◆ GOAL OF THE EXERCISE: Write out only the final part of the records below. It begins with the line that contains "machine shown in this photo." and ends with the last line.

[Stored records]

──────────

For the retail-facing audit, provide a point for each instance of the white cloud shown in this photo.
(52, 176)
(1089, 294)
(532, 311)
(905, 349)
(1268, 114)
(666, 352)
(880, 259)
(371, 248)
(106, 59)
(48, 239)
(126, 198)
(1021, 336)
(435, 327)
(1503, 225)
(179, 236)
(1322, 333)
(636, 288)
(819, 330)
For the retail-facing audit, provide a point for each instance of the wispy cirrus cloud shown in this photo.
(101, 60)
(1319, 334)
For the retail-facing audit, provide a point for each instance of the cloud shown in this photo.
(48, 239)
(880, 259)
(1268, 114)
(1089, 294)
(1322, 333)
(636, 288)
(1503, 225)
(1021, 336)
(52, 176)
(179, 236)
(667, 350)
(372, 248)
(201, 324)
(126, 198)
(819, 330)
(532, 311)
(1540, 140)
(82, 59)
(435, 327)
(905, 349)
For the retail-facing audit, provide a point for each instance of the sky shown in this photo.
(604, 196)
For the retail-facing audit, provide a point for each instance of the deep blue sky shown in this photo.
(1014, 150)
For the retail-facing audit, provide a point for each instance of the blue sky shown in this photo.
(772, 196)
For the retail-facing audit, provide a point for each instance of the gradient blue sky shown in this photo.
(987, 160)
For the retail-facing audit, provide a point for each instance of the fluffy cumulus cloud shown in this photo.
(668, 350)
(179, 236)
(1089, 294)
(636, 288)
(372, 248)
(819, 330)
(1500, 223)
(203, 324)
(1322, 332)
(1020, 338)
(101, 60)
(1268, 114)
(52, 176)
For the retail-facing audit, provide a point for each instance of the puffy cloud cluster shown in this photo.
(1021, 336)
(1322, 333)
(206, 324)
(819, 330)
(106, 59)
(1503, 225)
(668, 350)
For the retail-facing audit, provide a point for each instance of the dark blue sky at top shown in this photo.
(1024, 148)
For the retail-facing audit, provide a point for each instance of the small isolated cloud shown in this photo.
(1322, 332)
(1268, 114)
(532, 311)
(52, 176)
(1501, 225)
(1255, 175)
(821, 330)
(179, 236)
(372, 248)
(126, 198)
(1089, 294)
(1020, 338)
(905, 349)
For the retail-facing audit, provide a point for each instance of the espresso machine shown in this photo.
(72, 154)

──────────

◆ WRITTEN RESPONSE:
For the retail-facing audit, provide a point for each instance of the espresso machine shown in this photo.
(72, 154)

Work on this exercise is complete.